* Document passage
[llvm] 7c4aa3b - AMDGPU: InstCombine amdgcn.rcp(amdgcn.sqrt) -> amdgcn.rsq

Wed Aug 16 07:12:33 PDT 2023

Author: Matt Arsenault
Date: 2023-08-16T10:04:13-04:00
New Revision: 7c4aa3b37ed1c8ab276d67eb9757e56a2f26790c

URL: https://github.com/llvm/llvm-project/commit/7c4aa3b37ed1c8ab276d67eb9757e56a2f26790c
DIFF: https://github.com/llvm/llvm-project/commit/7c4aa3b37ed1c8ab276d67eb9757e56a2f26790c.diff

LOG: AMDGPU: InstCombine amdgcn.rcp(amdgcn.sqrt) -> amdgcn.rsq

We currently have some wrong combines in the backend that
approximately do this.

https://reviews.llvm.org/D158002

Added: 
    

Modified: 
    llvm/lib/Target/AMDGPU/AMDGPUInstCombineIntrinsic.cpp
    llvm/test/Transforms/InstCombine/AMDGPU/rcp-contract-rsq.ll

Removed: 
    


################################################################################
diff  --git a/llvm/lib/Target/AMDGPU/AMDGPUInstCombineIntrinsic.cpp b/llvm/lib/Target/AMDGPU/AMDGPUInstCombineIntrinsic.cpp
index 3c399e49722785..a0274aecfa3274 100644

--- a/llvm/lib/Target/AMDGPU/AMDGPUInstCombineIntrinsic.cpp
+++ b/llvm/lib/Target/AMDGPU/AMDGPUInstCombineIntrinsic.cpp
@@ -408,6 +408,13 @@ static Value *simplifyAMDGCNMemoryIntrinsicDemanded(InstCombiner &IC,
                                                     int DMaskIdx = -1,
                                                     bool IsLoad = true);
 
+/// Return true if it's legal to contract llvm.amdgcn.rcp(llvm.sqrt)
+static bool canContractSqrtToRsq(const FPMathOperator *SqrtOp) {
+  return (SqrtOp->getType()->isFloatTy() &&
+          (SqrtOp->hasApproxFunc() || SqrtOp->getFPAccuracy() >= 1.0f)) ||
+         SqrtOp->getType()->isHalfTy();
+}
+
 std::optional<Instruction *>
 GCNTTIImpl::instCombineIntrinsic(InstCombiner &IC, IntrinsicInst &II) const {
   Intrinsic::ID IID = II.getIntrinsicID();
@@ -437,6 +444,37 @@ GCNTTIImpl::instCombineIntrinsic(InstCombiner &IC, IntrinsicInst &II) const {
       return IC.replaceInstUsesWith(II, ConstantFP::get(II.getContext(), Val));
     }
 
+    FastMathFlags FMF = cast<FPMathOperator>(II).getFastMathFlags();
+    if (!FMF.allowContract())

* Objective A
Who is listed as the author of the LLVM commit?
* Objective B
For each statement below, say whether it agrees with the LLVM commit, and quote the words of the commit that decide it: (i) the log says the backend currently has some wrong combines; (ii) canContractSqrtToRsq can return true when the type is half; (iii) the commit is dated August 17, 2023.

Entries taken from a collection
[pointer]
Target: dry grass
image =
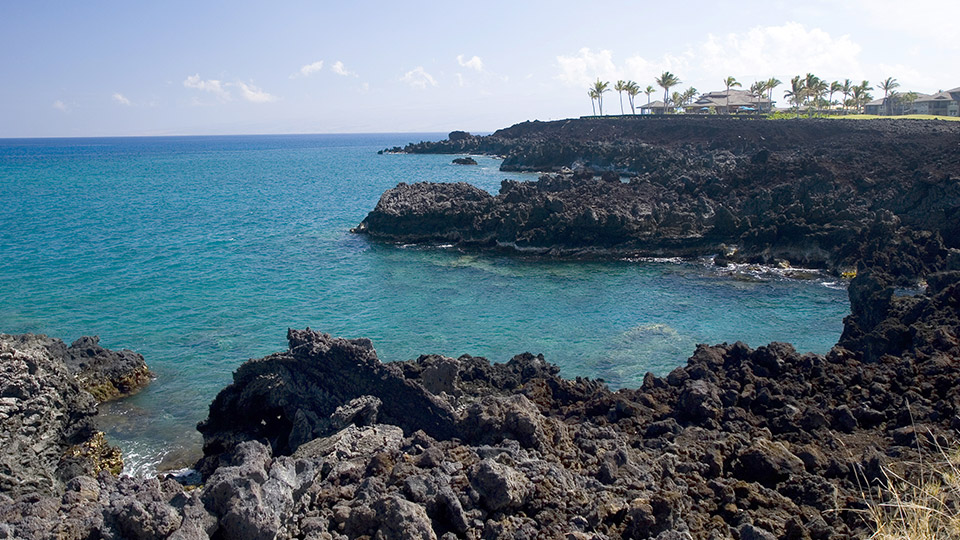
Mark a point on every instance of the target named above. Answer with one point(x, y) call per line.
point(927, 508)
point(900, 117)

* Full response A
Matt Arsenault

* Full response B
(i) Yes: "We currently have some wrong combines in the backend that approximately do this."
(ii) Yes: "SqrtOp->getType()->isHalfTy()"
(iii) No: "Date: 2023-08-16T10:04:13-04:00"